Die vorstehenden Beispiele haben deutlich gemacht, dass bei vielen Bausteinen eines Datenschutz-Compliance-Systems eine Zusammenarbeit zwischen Arbeitgeber und Betriebsrat hilfreich sein kann, um die Anforderungen des Datenschutzrechts umzusetzen. Bereits in der Vergangenheit waren Betriebsvereinbarungen dabei ein effektives Mittel, um die Zwecke sowie die Art und Weise von Datenverarbeitungen im Arbeitsverhältnis zu regeln, deren Zulässigkeit rechtlich und praktisch abzusichern und rechtstreues Verhalten zu dokumentieren. Auch in der Praxis unter Geltung der DSGVO werden Betriebsvereinbarungen regelmäßig genutzt, um Datenverarbeitungen im Beschäftigtenkontext zu legitimieren.[1]

[1] Vgl. Art. 88 Abs. 1 DSGVO i. V. m. ErwGr 155.

3.1 Prinzip des Verbots mit Erlaubnisvorbehalt

In Art. 5 Abs. 1 Buchst. a DSGVO ist der Grundsatz der Rechtmäßigkeit niedergelegt. Dies bedeutet, dass für jeden Datenverarbeitungsvorgang eine Rechtsgrundlage erforderlich ist.[1] Im nationalen Recht wurde dieses Strukturprinzip des Datenschutzrechts bislang als Verbot mit Erlaubnisvorbehalt[2] bezeichnet.

Der Grundsatz der Rechtmäßigkeit kommt vor allem in den Generalklauseln der Art. 6, 9 DSGVO zum Ausdruck. Diese beiden Vorschriften machen deutlich, dass eine Verarbeitung personenbezogener Daten grundsätzlich nur zulässig ist, wenn sie auf einen der dort abschließend aufgelisteten Erlaubnistatbestände gestützt werden kann. Art. 6, 9 DSGVO konkretisieren so den in Art. 5 Abs. 1 Buchst. a DSGVO normierten Rechtmäßigkeitsgrundsatz. In Bezug auf die Verarbeitung personenbezogener Daten von Beschäftigten[3] dürfte – nachdem der EuGH den bislang herangezogenen § 26 Abs. 1 BDSG jüngst für europarechtswidrig erklärt hat[4] – in der Praxis regelmäßig Art. 6 Abs. 1 Satz 1 lit. b bzw. f DSGVO (Erfüllung eines Vertrags bzw. eines berechtigten Interesses des Verantwortlichen) der einschlägige Erlaubnistatbestand zur Legitimierung einer Verarbeitung im Beschäftigungsverhältnis sein.

[1] Vgl. ErwGr 40.
[2] Krit. Simitis/Scholz/Sokol, BDSG, 8. Aufl 2014, § 4 Rz. 3.
[4] Vgl. EuGH, Entscheidung v. 30.3.2023, C-34/21.

# [Datensätze]
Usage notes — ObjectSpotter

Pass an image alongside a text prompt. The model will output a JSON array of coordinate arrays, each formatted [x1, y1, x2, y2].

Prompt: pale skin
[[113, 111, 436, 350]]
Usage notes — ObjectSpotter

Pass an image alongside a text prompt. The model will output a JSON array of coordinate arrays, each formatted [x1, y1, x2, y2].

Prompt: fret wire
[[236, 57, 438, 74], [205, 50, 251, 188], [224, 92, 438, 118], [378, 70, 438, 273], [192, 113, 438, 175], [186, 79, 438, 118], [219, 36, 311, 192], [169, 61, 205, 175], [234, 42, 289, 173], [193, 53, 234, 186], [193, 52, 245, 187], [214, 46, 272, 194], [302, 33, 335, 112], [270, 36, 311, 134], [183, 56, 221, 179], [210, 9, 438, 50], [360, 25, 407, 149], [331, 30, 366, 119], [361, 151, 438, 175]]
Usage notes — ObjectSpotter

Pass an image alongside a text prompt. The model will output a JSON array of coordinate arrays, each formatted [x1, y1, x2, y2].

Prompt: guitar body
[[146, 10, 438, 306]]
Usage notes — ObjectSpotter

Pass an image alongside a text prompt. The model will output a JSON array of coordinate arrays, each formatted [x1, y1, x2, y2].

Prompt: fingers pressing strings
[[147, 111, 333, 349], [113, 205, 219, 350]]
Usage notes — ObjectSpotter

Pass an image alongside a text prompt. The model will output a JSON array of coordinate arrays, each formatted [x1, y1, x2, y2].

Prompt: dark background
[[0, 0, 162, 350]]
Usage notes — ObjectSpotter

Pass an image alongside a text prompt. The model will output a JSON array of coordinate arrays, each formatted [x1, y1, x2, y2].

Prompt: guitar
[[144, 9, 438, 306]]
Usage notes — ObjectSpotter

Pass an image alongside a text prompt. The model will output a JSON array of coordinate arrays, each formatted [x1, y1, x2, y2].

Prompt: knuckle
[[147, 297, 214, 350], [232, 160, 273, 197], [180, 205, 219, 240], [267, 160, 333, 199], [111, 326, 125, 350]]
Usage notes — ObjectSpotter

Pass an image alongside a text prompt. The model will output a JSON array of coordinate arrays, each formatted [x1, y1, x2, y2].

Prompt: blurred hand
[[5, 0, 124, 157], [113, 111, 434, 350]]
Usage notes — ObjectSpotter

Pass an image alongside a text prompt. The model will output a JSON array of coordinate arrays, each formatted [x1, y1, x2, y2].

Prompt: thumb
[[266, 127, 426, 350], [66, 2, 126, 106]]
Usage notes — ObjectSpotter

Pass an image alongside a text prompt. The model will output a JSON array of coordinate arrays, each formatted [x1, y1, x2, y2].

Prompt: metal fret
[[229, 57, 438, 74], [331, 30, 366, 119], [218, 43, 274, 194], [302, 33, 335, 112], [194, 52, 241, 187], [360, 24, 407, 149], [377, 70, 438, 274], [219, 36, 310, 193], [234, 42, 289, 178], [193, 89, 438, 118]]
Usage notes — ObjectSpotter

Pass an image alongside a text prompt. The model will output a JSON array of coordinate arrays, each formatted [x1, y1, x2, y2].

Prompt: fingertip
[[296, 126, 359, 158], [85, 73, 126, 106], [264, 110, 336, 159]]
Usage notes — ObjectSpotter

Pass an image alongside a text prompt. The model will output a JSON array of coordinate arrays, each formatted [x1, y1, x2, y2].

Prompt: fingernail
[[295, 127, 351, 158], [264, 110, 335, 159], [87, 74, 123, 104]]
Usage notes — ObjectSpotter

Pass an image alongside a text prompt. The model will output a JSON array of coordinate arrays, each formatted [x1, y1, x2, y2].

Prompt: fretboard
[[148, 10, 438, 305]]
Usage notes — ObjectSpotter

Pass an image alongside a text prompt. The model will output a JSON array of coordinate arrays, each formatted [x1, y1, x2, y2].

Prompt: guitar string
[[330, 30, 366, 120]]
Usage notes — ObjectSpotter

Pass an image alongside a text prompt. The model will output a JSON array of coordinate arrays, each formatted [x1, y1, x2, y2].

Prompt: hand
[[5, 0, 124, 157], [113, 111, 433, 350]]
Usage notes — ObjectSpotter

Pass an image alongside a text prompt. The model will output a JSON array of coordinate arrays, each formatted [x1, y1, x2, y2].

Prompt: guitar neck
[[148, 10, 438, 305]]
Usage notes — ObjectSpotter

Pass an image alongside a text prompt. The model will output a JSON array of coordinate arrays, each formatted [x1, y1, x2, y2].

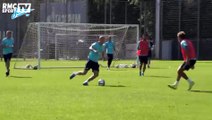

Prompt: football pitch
[[0, 61, 212, 120]]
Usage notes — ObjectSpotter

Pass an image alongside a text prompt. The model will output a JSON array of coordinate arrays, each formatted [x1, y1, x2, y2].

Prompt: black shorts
[[85, 60, 99, 71], [139, 56, 148, 64], [148, 50, 152, 58], [3, 53, 13, 62], [181, 60, 196, 71], [107, 54, 113, 60]]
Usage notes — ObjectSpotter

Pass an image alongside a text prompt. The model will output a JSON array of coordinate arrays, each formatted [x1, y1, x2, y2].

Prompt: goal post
[[14, 22, 139, 69]]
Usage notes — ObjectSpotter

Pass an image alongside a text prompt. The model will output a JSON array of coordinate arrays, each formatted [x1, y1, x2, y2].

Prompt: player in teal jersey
[[70, 36, 105, 86]]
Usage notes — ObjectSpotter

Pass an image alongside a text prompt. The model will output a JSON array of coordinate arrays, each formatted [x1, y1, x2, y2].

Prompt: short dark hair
[[177, 31, 186, 39]]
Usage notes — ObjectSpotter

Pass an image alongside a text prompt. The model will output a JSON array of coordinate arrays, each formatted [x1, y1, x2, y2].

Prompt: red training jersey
[[180, 39, 196, 62], [137, 40, 149, 56]]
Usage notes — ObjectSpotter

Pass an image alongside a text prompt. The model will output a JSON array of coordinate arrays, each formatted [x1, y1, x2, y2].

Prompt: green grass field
[[0, 61, 212, 120]]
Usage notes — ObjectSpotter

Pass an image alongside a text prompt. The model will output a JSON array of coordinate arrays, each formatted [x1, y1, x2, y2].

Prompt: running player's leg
[[83, 62, 99, 86]]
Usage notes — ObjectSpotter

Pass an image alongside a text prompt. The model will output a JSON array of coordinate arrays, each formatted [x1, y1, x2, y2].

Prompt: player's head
[[177, 31, 186, 42], [142, 33, 149, 41], [98, 36, 105, 44], [6, 30, 12, 38]]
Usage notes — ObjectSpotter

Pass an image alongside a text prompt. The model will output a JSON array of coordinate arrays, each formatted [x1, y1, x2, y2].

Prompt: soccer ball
[[33, 65, 38, 70], [98, 79, 105, 86]]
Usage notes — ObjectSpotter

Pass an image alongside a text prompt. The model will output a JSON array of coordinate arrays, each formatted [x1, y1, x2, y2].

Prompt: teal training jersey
[[1, 37, 14, 55], [88, 42, 103, 62], [104, 41, 115, 54]]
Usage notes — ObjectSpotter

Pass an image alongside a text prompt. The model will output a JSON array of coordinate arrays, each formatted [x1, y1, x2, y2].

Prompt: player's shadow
[[190, 90, 212, 94], [10, 75, 32, 78], [105, 85, 126, 87], [145, 75, 171, 78]]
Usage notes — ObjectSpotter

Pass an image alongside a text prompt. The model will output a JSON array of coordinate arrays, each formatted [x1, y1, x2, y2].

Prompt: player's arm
[[137, 41, 140, 50], [89, 44, 98, 53], [1, 42, 13, 48], [181, 40, 190, 65]]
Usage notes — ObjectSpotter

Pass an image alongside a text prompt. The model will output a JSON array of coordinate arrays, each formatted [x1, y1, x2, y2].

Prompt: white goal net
[[14, 22, 139, 69]]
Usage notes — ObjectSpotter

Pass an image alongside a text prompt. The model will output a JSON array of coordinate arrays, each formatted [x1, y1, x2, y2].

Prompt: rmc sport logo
[[2, 3, 34, 19]]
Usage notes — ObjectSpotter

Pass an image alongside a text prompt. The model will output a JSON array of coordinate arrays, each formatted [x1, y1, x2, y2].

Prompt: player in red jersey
[[168, 31, 196, 90], [137, 34, 149, 76]]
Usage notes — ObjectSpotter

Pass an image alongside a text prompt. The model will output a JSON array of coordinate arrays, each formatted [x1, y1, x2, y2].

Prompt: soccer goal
[[14, 22, 139, 69]]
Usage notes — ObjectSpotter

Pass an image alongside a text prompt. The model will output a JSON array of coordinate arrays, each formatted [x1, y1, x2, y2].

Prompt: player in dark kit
[[168, 31, 196, 90], [1, 30, 14, 76], [147, 39, 154, 68], [137, 35, 149, 76]]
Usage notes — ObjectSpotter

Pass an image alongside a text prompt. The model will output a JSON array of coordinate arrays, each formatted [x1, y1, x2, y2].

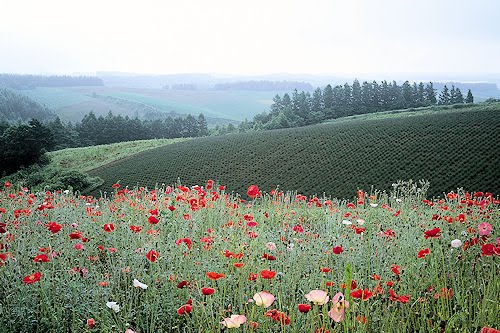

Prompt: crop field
[[0, 180, 500, 333], [11, 87, 282, 121], [90, 103, 500, 198]]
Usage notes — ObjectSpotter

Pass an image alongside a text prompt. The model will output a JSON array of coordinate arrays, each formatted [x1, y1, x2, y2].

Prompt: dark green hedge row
[[91, 104, 500, 198]]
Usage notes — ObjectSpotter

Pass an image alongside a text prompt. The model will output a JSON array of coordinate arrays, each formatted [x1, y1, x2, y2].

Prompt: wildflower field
[[0, 181, 500, 333]]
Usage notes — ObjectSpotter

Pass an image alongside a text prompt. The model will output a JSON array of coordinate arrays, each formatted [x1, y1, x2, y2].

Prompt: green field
[[12, 87, 283, 123], [47, 138, 188, 172], [90, 103, 500, 198]]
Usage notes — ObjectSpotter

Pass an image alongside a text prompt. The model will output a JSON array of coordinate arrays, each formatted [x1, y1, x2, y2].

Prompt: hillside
[[11, 86, 281, 126], [0, 88, 56, 122], [90, 103, 500, 198]]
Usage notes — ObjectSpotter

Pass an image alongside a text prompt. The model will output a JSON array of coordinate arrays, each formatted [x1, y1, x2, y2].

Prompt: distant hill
[[90, 103, 500, 198], [0, 74, 103, 90], [0, 88, 56, 122]]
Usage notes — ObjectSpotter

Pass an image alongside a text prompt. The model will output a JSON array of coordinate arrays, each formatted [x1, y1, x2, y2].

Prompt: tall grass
[[0, 182, 500, 332]]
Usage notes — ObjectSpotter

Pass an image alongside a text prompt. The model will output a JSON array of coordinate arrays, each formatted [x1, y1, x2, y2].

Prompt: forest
[[0, 112, 208, 176], [248, 80, 474, 129], [0, 74, 103, 90]]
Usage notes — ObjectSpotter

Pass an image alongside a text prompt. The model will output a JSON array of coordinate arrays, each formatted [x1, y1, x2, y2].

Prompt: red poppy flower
[[23, 272, 42, 284], [353, 226, 366, 235], [260, 269, 276, 279], [299, 304, 311, 313], [262, 253, 276, 260], [424, 228, 441, 239], [247, 185, 260, 198], [102, 223, 115, 232], [207, 272, 225, 281], [69, 230, 82, 239], [45, 222, 62, 234], [391, 264, 401, 275], [177, 304, 193, 316], [389, 289, 410, 304], [292, 224, 304, 233], [248, 273, 259, 281], [129, 225, 142, 233], [417, 248, 431, 258], [201, 287, 215, 295], [175, 238, 193, 250], [146, 250, 160, 262], [332, 246, 344, 254], [351, 289, 373, 301], [33, 254, 50, 262], [148, 215, 160, 224], [177, 280, 189, 289]]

# [Deine Aufgaben]
[a] Beantworte zum Text über Beschäftigtendatenschutz:
(i) In welcher Vorschrift ist der Grundsatz der Rechtmäßigkeit niedergelegt?
(ii) Wie wurde dieses Strukturprinzip im nationalen Recht bislang bezeichnet?
(iii) Welche Vorschrift hat der EuGH jüngst für europarechtswidrig erklärt?
[b] Gib die Zeilen der Datensätze unverändert aus, vom Anfang der Datensätze bis einschließlich der Zeile mit „[[0, 0, 162, 350]]“.
Text und Datensätze haben unterschiedliche Quellen.

# [Ergebnisse je Aufgabe]
[a]
(i) In Art. 5 Abs. 1 Buchst. a DSGVO.
(ii) Als Verbot mit Erlaubnisvorbehalt.
(iii) § 26 Abs. 1 BDSG.

[b]
Usage notes — ObjectSpotter

Pass an image alongside a text prompt. The model will output a JSON array of coordinate arrays, each formatted [x1, y1, x2, y2].

Prompt: pale skin
[[113, 111, 436, 350]]
Usage notes — ObjectSpotter

Pass an image alongside a text prompt. The model will output a JSON array of coordinate arrays, each formatted [x1, y1, x2, y2].

Prompt: fret wire
[[236, 57, 438, 74], [205, 50, 251, 188], [224, 92, 438, 118], [378, 70, 438, 273], [192, 113, 438, 175], [186, 79, 438, 118], [219, 36, 311, 192], [169, 61, 205, 175], [234, 42, 289, 173], [193, 53, 234, 186], [193, 52, 245, 187], [214, 46, 272, 194], [302, 33, 335, 112], [270, 36, 311, 134], [183, 56, 221, 179], [210, 9, 438, 50], [360, 25, 407, 149], [331, 30, 366, 119], [361, 151, 438, 175]]
Usage notes — ObjectSpotter

Pass an image alongside a text prompt. The model will output a JSON array of coordinate arrays, each formatted [x1, y1, x2, y2].

Prompt: guitar body
[[146, 10, 438, 306]]
Usage notes — ObjectSpotter

Pass an image alongside a text prompt. The model will output a JSON array of coordinate arrays, each formatted [x1, y1, x2, y2].

Prompt: fingers pressing strings
[[147, 111, 333, 349], [113, 205, 219, 350]]
Usage notes — ObjectSpotter

Pass an image alongside a text prompt. The model will output a JSON array of coordinate arrays, each formatted [x1, y1, x2, y2].

Prompt: dark background
[[0, 0, 162, 350]]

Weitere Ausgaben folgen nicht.